▶ [WHAT YOU ARE ASKED TO DO]
Count the lines in the records below that contain the string "pillow". Reply with the number only.

[Point labeling records]

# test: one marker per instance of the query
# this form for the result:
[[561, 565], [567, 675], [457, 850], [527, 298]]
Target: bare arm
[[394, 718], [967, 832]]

* * *

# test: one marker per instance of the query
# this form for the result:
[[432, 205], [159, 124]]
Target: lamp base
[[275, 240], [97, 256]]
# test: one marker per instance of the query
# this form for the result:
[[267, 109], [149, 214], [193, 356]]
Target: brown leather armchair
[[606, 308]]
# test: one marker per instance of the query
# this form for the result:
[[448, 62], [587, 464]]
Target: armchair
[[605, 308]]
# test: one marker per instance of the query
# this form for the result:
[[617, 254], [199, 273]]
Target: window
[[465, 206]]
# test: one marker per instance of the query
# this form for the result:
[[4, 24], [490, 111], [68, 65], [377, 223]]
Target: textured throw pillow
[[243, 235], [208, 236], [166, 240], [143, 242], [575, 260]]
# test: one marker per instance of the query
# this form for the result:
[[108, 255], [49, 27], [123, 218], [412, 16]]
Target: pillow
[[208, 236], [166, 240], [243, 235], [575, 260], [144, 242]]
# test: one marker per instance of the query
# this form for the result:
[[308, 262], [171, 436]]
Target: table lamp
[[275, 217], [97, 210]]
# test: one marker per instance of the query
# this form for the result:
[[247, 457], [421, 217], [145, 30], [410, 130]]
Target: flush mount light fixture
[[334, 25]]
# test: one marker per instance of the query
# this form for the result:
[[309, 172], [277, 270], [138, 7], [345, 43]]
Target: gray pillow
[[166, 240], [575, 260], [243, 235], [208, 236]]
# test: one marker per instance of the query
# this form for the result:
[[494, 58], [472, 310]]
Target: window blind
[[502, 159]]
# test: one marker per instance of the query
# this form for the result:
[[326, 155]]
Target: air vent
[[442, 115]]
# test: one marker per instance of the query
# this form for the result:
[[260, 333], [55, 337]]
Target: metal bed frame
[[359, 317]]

▶ [OUTPUT]
3